#### Record excerpts

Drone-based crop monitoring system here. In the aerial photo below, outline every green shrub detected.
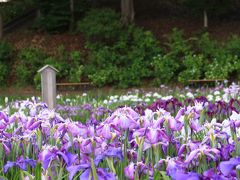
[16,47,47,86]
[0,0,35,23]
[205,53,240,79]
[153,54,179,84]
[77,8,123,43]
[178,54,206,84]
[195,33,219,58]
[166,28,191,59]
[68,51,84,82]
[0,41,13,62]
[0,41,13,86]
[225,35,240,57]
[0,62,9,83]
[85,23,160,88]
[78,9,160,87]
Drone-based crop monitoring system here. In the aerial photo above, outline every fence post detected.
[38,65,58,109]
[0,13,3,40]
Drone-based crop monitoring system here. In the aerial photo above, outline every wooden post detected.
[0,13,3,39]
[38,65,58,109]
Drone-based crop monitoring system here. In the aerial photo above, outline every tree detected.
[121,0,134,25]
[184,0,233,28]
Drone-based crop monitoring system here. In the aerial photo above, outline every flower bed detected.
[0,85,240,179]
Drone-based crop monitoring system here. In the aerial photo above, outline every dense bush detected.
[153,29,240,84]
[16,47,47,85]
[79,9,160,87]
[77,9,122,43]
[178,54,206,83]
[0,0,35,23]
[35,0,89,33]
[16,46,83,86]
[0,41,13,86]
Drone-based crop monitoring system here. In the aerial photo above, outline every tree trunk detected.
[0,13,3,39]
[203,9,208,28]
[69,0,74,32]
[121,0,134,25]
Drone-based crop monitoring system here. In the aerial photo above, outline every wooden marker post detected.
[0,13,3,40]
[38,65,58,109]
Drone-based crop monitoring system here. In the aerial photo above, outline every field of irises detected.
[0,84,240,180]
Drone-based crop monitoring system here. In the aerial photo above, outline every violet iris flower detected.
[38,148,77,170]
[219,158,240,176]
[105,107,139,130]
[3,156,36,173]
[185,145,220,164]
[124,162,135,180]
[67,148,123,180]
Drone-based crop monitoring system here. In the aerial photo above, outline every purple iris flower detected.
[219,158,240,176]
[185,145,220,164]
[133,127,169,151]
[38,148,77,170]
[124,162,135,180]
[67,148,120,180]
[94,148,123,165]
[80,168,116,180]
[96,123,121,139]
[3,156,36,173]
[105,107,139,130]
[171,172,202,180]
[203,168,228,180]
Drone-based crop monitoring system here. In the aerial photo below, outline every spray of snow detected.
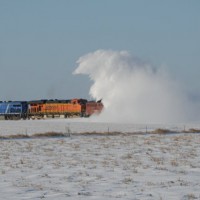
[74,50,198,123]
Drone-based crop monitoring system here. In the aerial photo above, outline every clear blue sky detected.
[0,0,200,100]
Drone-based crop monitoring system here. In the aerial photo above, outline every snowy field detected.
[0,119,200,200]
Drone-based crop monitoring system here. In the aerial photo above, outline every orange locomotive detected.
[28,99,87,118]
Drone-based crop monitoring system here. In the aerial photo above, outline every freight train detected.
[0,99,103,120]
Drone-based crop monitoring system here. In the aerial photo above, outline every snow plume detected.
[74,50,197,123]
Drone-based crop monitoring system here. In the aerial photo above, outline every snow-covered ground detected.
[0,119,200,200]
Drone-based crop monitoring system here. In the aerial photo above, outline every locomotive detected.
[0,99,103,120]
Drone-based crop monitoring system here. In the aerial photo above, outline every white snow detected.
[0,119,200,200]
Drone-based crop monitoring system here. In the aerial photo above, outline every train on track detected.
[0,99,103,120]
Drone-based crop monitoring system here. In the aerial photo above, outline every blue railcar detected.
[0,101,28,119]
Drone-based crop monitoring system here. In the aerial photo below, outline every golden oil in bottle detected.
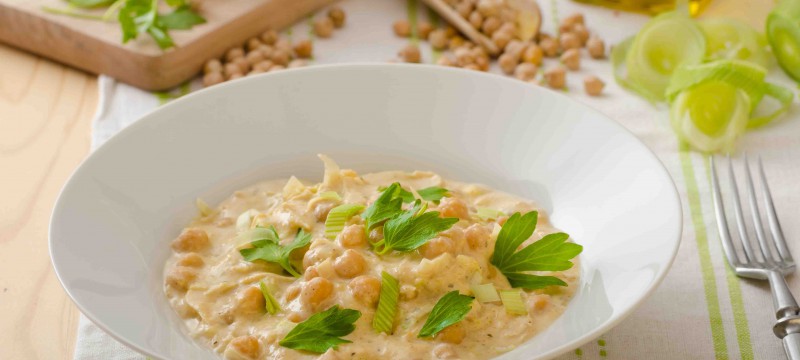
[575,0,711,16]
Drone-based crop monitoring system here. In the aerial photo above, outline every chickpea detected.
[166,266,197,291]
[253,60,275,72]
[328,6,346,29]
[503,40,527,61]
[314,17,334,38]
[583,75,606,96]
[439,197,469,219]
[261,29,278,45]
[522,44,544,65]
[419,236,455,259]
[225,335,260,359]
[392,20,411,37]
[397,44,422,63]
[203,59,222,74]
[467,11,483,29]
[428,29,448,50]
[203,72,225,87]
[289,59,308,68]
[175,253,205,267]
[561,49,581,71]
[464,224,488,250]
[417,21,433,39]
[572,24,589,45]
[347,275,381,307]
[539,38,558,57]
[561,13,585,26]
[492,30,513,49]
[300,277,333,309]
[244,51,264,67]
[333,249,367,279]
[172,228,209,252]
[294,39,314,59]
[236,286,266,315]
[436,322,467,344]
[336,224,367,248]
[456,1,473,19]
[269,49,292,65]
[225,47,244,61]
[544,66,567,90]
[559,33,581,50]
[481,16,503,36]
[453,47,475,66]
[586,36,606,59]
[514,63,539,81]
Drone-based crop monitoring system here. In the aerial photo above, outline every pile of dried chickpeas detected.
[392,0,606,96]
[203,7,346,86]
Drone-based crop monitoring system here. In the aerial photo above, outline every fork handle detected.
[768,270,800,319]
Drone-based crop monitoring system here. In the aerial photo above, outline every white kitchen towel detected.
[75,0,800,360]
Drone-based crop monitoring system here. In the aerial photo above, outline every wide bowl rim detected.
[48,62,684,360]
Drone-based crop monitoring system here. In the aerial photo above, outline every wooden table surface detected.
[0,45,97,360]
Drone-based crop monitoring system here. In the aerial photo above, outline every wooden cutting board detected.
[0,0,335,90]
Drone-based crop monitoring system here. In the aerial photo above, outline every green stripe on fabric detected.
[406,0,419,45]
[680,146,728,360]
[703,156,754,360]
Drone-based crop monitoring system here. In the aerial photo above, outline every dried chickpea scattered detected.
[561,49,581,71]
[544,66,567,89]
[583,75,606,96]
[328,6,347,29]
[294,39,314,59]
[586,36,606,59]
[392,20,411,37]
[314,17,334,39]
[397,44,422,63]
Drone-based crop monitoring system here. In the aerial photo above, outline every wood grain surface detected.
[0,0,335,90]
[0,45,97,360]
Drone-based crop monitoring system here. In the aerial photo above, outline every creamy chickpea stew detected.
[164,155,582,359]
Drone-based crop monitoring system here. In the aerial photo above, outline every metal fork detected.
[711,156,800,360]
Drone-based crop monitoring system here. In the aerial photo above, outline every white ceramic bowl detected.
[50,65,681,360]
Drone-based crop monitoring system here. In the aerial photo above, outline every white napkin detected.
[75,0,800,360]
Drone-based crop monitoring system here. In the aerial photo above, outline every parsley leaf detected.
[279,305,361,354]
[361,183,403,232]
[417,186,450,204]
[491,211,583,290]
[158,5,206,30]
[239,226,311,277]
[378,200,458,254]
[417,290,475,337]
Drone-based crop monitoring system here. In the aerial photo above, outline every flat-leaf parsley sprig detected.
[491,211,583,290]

########

- **Work instructions**
Quote every one of the records above word for word, and leave the pictures out of your answer.

- **Finished answer**
Drone-based crop monitoring system here. In the aerial photo below, outline every green shrub detected.
[16,47,47,86]
[0,0,35,23]
[205,53,240,79]
[153,54,179,84]
[77,8,123,43]
[178,54,206,84]
[195,33,219,58]
[166,28,191,59]
[68,51,84,82]
[0,41,13,62]
[0,41,13,86]
[225,35,240,57]
[0,62,9,83]
[85,23,160,88]
[78,9,160,87]
Drone-based crop monitoring system here. In the aerial photo above, outline every fence post detected.
[38,65,58,109]
[0,13,3,40]
Drone-based crop monitoring system here. In the aerial photo above, outline every wooden post detected.
[0,13,3,39]
[38,65,58,109]
Drone-based crop monitoring system here. In the aerial photo above, outline every tree detected.
[121,0,134,25]
[184,0,233,28]
Drone-based crop monitoring system here. In the aerial photo above, outline every flower bed detected.
[0,85,240,179]
Drone-based crop monitoring system here. In the aerial photo above, outline every dense bush detected.
[153,29,240,84]
[16,47,47,85]
[79,9,160,87]
[77,9,122,43]
[178,54,206,83]
[0,0,35,23]
[35,0,89,33]
[16,46,83,86]
[0,41,13,86]
Drone-based crop monitoring system here. In the aerial photo above, outline every tree trunk detected.
[0,13,3,39]
[203,9,208,28]
[69,0,74,32]
[121,0,134,25]
Drone-based crop monitoring system here. In the aerial photo above, outline every wooden marker post detected.
[0,13,3,40]
[38,65,58,109]
Drone-based crop monitoring system here. In the aerial photo above, outline every field of irises detected.
[0,84,240,180]
Drone-based crop monitoring system here. In the aerial photo above, outline every violet iris flower detected.
[38,148,77,170]
[219,158,240,176]
[105,107,139,130]
[3,156,36,173]
[185,145,220,164]
[124,162,135,180]
[67,148,123,180]
Drone-based crop monitoring system here. In the aerial photo above, outline every purple iris flower detected.
[219,158,240,176]
[185,145,220,164]
[133,127,169,151]
[38,148,77,170]
[124,162,135,180]
[67,148,120,180]
[94,148,123,165]
[80,168,116,180]
[96,123,121,139]
[3,156,36,173]
[105,107,139,130]
[171,172,202,180]
[203,168,228,180]
Drone-based crop monitoring system here. In the aerial photo below, outline every spray of snow detected.
[74,50,198,123]
Drone-based crop monitoring system here. In the aerial photo above, outline every clear blue sky detected.
[0,0,200,100]
Drone-based crop monitoring system here. In the aerial photo above, outline every snowy field detected.
[0,119,200,200]
Drone-based crop monitoring system here. In the aerial photo above, outline every orange locomotive detected.
[28,99,87,118]
Drone-based crop monitoring system here. In the aerial photo above, outline every freight train detected.
[0,99,103,120]
Drone-based crop monitoring system here. In the aerial photo above, outline every snow plume detected.
[74,50,197,123]
Drone-based crop monitoring system here. In the aerial photo above, outline every snow-covered ground detected.
[0,119,200,200]
Drone-based crop monitoring system here. In the aerial photo above, outline every locomotive detected.
[0,99,103,120]
Drone-based crop monitoring system here. In the aerial photo above, outline every white snow detected.
[0,119,200,200]
Drone-based crop monitoring system here. In the aerial photo above, outline every train on track detected.
[0,99,103,120]
Drone-based crop monitoring system here. In the aerial photo above, outline every blue railcar detected.
[0,101,28,119]
Drone-based crop monitoring system here. In the aerial photo below, outline every golden oil in bottle detected.
[575,0,711,16]
Drone-based crop monitoring system here. In the aerial photo above, outline every chickpea detected.
[166,266,197,291]
[253,60,275,72]
[328,6,346,29]
[503,40,527,61]
[314,17,334,38]
[583,75,606,96]
[439,197,469,219]
[261,29,278,45]
[522,44,544,65]
[419,236,455,259]
[225,335,260,359]
[392,20,411,37]
[397,44,422,63]
[203,59,222,74]
[467,11,483,29]
[428,29,448,50]
[203,72,225,87]
[289,59,308,68]
[175,253,205,267]
[561,49,581,71]
[464,224,488,250]
[417,21,433,39]
[572,24,589,45]
[347,275,381,307]
[539,38,558,57]
[561,13,585,26]
[492,30,513,49]
[300,277,333,309]
[244,51,264,67]
[333,249,367,279]
[172,228,209,252]
[294,39,314,59]
[236,286,266,315]
[436,322,467,344]
[336,224,367,248]
[456,1,473,19]
[269,49,292,65]
[225,47,244,61]
[544,66,567,90]
[559,33,581,50]
[481,16,503,36]
[453,47,475,66]
[586,36,606,59]
[514,63,539,81]
Drone-based crop monitoring system here. In the aerial photo above, outline every pile of dried chickpeas detected.
[392,0,606,96]
[203,7,346,86]
Drone-based crop monitoring system here. In the aerial photo above, outline every fork handle detected.
[768,270,800,319]
Drone-based crop monitoring system here. In the aerial photo above, outline every white kitchen towel detected.
[75,0,800,360]
Drone-based crop monitoring system here. In the aerial photo above, outline every wide bowl rim detected.
[48,62,684,360]
Drone-based crop monitoring system here. In the aerial photo above, outline every wooden table surface detected.
[0,45,97,360]
Drone-based crop monitoring system here. In the aerial photo above, outline every wooden cutting board detected.
[0,0,335,90]
Drone-based crop monitoring system here. In the aerial photo above, outline every green stripe on fabric detected.
[406,0,419,45]
[680,146,728,360]
[703,156,754,360]
Drone-based crop monitoring system here. In the aerial photo above, outline every dried chickpea scattered detected.
[561,49,581,71]
[544,66,567,89]
[583,75,606,96]
[328,6,347,29]
[294,39,314,59]
[586,36,606,59]
[392,20,411,37]
[314,17,334,39]
[397,44,422,63]
Drone-based crop monitoring system here. In the aerial photo above, outline every wood grain surface detected.
[0,0,335,90]
[0,45,97,360]
Drone-based crop monitoring system here. In the aerial photo above, outline every creamy chickpea stew detected.
[164,155,582,359]
Drone-based crop monitoring system here. In the aerial photo above, outline every metal fork detected.
[711,156,800,360]
Drone-based crop monitoring system here. In the aerial photo above, outline every white ceramic bowl detected.
[50,65,681,360]
Drone-based crop monitoring system here. In the aerial photo above, outline every white napkin detected.
[75,0,800,360]
Drone-based crop monitoring system here. In the aerial photo above, outline every parsley leaf detected.
[279,305,361,354]
[361,183,403,232]
[417,186,450,204]
[491,211,583,290]
[158,5,206,30]
[239,226,311,277]
[378,200,458,254]
[417,290,475,337]
Drone-based crop monitoring system here. In the aerial photo above, outline every flat-leaf parsley sprig detected.
[491,211,583,290]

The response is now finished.